■ RECORDS FOR PROCESSING
■ ■ ■ ■ ■ ■ ■

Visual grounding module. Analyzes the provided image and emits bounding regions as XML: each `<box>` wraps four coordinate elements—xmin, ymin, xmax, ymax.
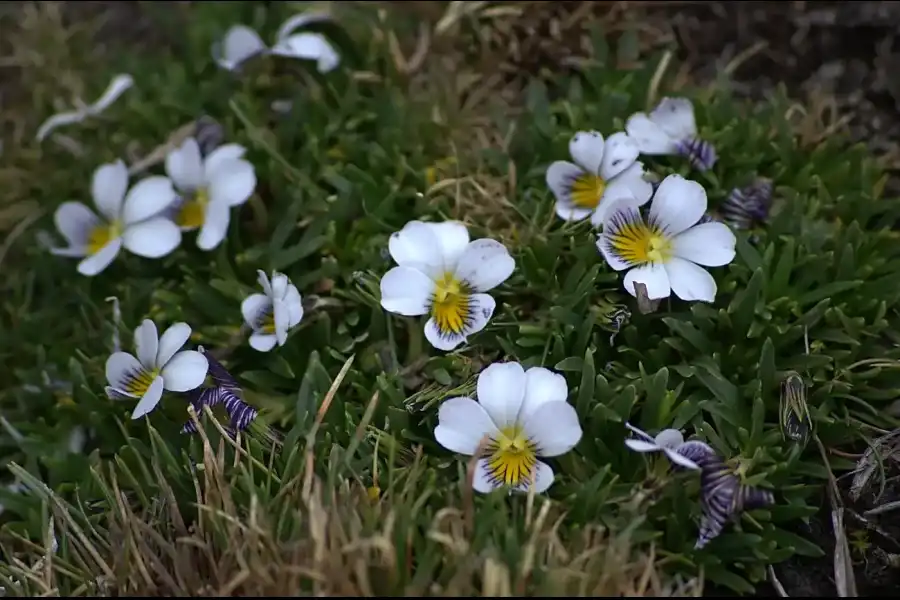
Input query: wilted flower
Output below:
<box><xmin>597</xmin><ymin>174</ymin><xmax>737</xmax><ymax>303</ymax></box>
<box><xmin>241</xmin><ymin>270</ymin><xmax>304</xmax><ymax>352</ymax></box>
<box><xmin>779</xmin><ymin>370</ymin><xmax>812</xmax><ymax>447</ymax></box>
<box><xmin>434</xmin><ymin>361</ymin><xmax>582</xmax><ymax>494</ymax></box>
<box><xmin>625</xmin><ymin>97</ymin><xmax>717</xmax><ymax>171</ymax></box>
<box><xmin>623</xmin><ymin>422</ymin><xmax>706</xmax><ymax>470</ymax></box>
<box><xmin>379</xmin><ymin>220</ymin><xmax>515</xmax><ymax>351</ymax></box>
<box><xmin>182</xmin><ymin>347</ymin><xmax>258</xmax><ymax>434</ymax></box>
<box><xmin>50</xmin><ymin>160</ymin><xmax>180</xmax><ymax>276</ymax></box>
<box><xmin>213</xmin><ymin>13</ymin><xmax>339</xmax><ymax>73</ymax></box>
<box><xmin>36</xmin><ymin>74</ymin><xmax>134</xmax><ymax>142</ymax></box>
<box><xmin>105</xmin><ymin>320</ymin><xmax>209</xmax><ymax>420</ymax></box>
<box><xmin>546</xmin><ymin>131</ymin><xmax>653</xmax><ymax>225</ymax></box>
<box><xmin>164</xmin><ymin>137</ymin><xmax>256</xmax><ymax>250</ymax></box>
<box><xmin>719</xmin><ymin>178</ymin><xmax>774</xmax><ymax>230</ymax></box>
<box><xmin>675</xmin><ymin>442</ymin><xmax>775</xmax><ymax>549</ymax></box>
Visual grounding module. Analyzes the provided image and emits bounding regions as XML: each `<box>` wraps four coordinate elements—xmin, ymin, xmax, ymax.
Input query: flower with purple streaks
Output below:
<box><xmin>626</xmin><ymin>97</ymin><xmax>718</xmax><ymax>172</ymax></box>
<box><xmin>182</xmin><ymin>347</ymin><xmax>258</xmax><ymax>434</ymax></box>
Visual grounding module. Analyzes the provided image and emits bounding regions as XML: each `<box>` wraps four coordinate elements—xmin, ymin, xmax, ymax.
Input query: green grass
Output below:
<box><xmin>2</xmin><ymin>1</ymin><xmax>900</xmax><ymax>596</ymax></box>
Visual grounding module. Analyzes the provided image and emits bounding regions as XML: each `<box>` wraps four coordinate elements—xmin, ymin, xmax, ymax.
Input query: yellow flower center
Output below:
<box><xmin>87</xmin><ymin>220</ymin><xmax>123</xmax><ymax>255</ymax></box>
<box><xmin>176</xmin><ymin>187</ymin><xmax>210</xmax><ymax>229</ymax></box>
<box><xmin>485</xmin><ymin>425</ymin><xmax>538</xmax><ymax>487</ymax></box>
<box><xmin>431</xmin><ymin>272</ymin><xmax>470</xmax><ymax>336</ymax></box>
<box><xmin>571</xmin><ymin>173</ymin><xmax>606</xmax><ymax>209</ymax></box>
<box><xmin>608</xmin><ymin>219</ymin><xmax>672</xmax><ymax>265</ymax></box>
<box><xmin>259</xmin><ymin>311</ymin><xmax>276</xmax><ymax>335</ymax></box>
<box><xmin>124</xmin><ymin>368</ymin><xmax>160</xmax><ymax>397</ymax></box>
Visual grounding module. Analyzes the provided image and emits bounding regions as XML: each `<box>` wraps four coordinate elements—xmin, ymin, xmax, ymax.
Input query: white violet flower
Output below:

■ ■ ■ ■ ■ ■ ■

■ ACTIVITY
Your answer should be an exact copy of the entries above, with no images included.

■ SOLUTION FOR THIS TASK
Visual grounding module. Analyzes the provided image and emits bounding regions as XML: each `<box>` wraps four coordinate elements—xmin, ymin, xmax, ymax.
Input query: wilted flower
Output below:
<box><xmin>597</xmin><ymin>174</ymin><xmax>737</xmax><ymax>303</ymax></box>
<box><xmin>241</xmin><ymin>270</ymin><xmax>304</xmax><ymax>352</ymax></box>
<box><xmin>779</xmin><ymin>370</ymin><xmax>812</xmax><ymax>447</ymax></box>
<box><xmin>434</xmin><ymin>361</ymin><xmax>582</xmax><ymax>494</ymax></box>
<box><xmin>625</xmin><ymin>97</ymin><xmax>717</xmax><ymax>171</ymax></box>
<box><xmin>623</xmin><ymin>422</ymin><xmax>706</xmax><ymax>470</ymax></box>
<box><xmin>379</xmin><ymin>220</ymin><xmax>515</xmax><ymax>351</ymax></box>
<box><xmin>182</xmin><ymin>347</ymin><xmax>258</xmax><ymax>434</ymax></box>
<box><xmin>50</xmin><ymin>160</ymin><xmax>180</xmax><ymax>276</ymax></box>
<box><xmin>213</xmin><ymin>13</ymin><xmax>339</xmax><ymax>73</ymax></box>
<box><xmin>36</xmin><ymin>74</ymin><xmax>134</xmax><ymax>142</ymax></box>
<box><xmin>105</xmin><ymin>320</ymin><xmax>209</xmax><ymax>420</ymax></box>
<box><xmin>546</xmin><ymin>131</ymin><xmax>653</xmax><ymax>225</ymax></box>
<box><xmin>164</xmin><ymin>137</ymin><xmax>256</xmax><ymax>250</ymax></box>
<box><xmin>719</xmin><ymin>178</ymin><xmax>774</xmax><ymax>230</ymax></box>
<box><xmin>675</xmin><ymin>442</ymin><xmax>775</xmax><ymax>549</ymax></box>
Visual grounding module. Analyzes the provided image and emits bounding regions as XML: each `<box>` wraps four coordinate elements—xmin, ymin, xmax, ymax.
Input query: flower with purple streaks
Output below:
<box><xmin>626</xmin><ymin>97</ymin><xmax>718</xmax><ymax>172</ymax></box>
<box><xmin>182</xmin><ymin>347</ymin><xmax>258</xmax><ymax>434</ymax></box>
Visual grounding module. Analyzes the provided image and emits bounding regions as XML: each `<box>` wraps four coordinate elements—xmin, ymin, xmax, ymax.
Input query: green grass
Output below:
<box><xmin>2</xmin><ymin>1</ymin><xmax>900</xmax><ymax>596</ymax></box>
Visual grounding module. Analyzes the provided image and emits bounding regions as XML: each `<box>` wraps four coordinate elements—xmin, ymin, xmax, ymax.
Input query: yellow flower center
Output below:
<box><xmin>87</xmin><ymin>220</ymin><xmax>123</xmax><ymax>255</ymax></box>
<box><xmin>176</xmin><ymin>187</ymin><xmax>210</xmax><ymax>229</ymax></box>
<box><xmin>485</xmin><ymin>425</ymin><xmax>538</xmax><ymax>487</ymax></box>
<box><xmin>431</xmin><ymin>272</ymin><xmax>470</xmax><ymax>336</ymax></box>
<box><xmin>571</xmin><ymin>173</ymin><xmax>606</xmax><ymax>209</ymax></box>
<box><xmin>608</xmin><ymin>219</ymin><xmax>672</xmax><ymax>265</ymax></box>
<box><xmin>259</xmin><ymin>311</ymin><xmax>276</xmax><ymax>335</ymax></box>
<box><xmin>124</xmin><ymin>368</ymin><xmax>160</xmax><ymax>397</ymax></box>
Visual grounding module. Analyzes the provided image and emits bounding regions as XML: each `<box>` wraps four coordinate elements—xmin, ymin, xmax, ymax.
Input query: white violet flower
Output below:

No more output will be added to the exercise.